Stored items:
────────

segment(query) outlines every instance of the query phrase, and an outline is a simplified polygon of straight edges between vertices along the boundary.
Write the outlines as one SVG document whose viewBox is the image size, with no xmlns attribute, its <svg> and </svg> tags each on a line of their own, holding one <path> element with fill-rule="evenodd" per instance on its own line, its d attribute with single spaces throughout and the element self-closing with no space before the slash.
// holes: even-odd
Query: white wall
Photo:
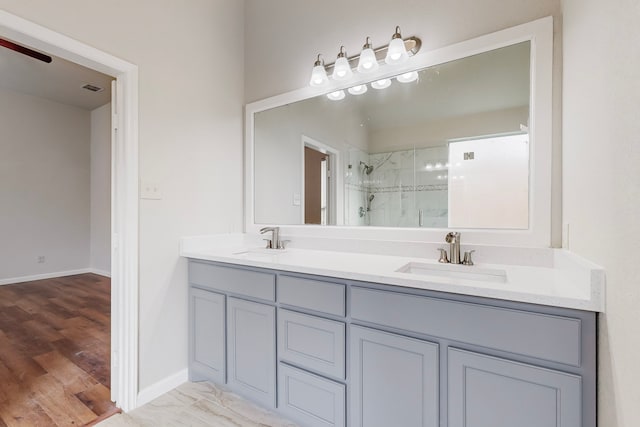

────────

The answer consists of every line above in which the word "instance" occurs.

### ANSWER SPACE
segment(query) outlines every instance of the query phrase, and an outline is a simplified polygon of straight edges between vertices along the boundary.
Write the outlines as one SVG document whose viewBox is the image size, with no xmlns attribute, its <svg> and </svg> tags each on a line of their own, holding one <path> element with fill-rule="evenodd" per instance on its own line, its d attribute with single spaces throughout and the element self-closing with no space before the slash.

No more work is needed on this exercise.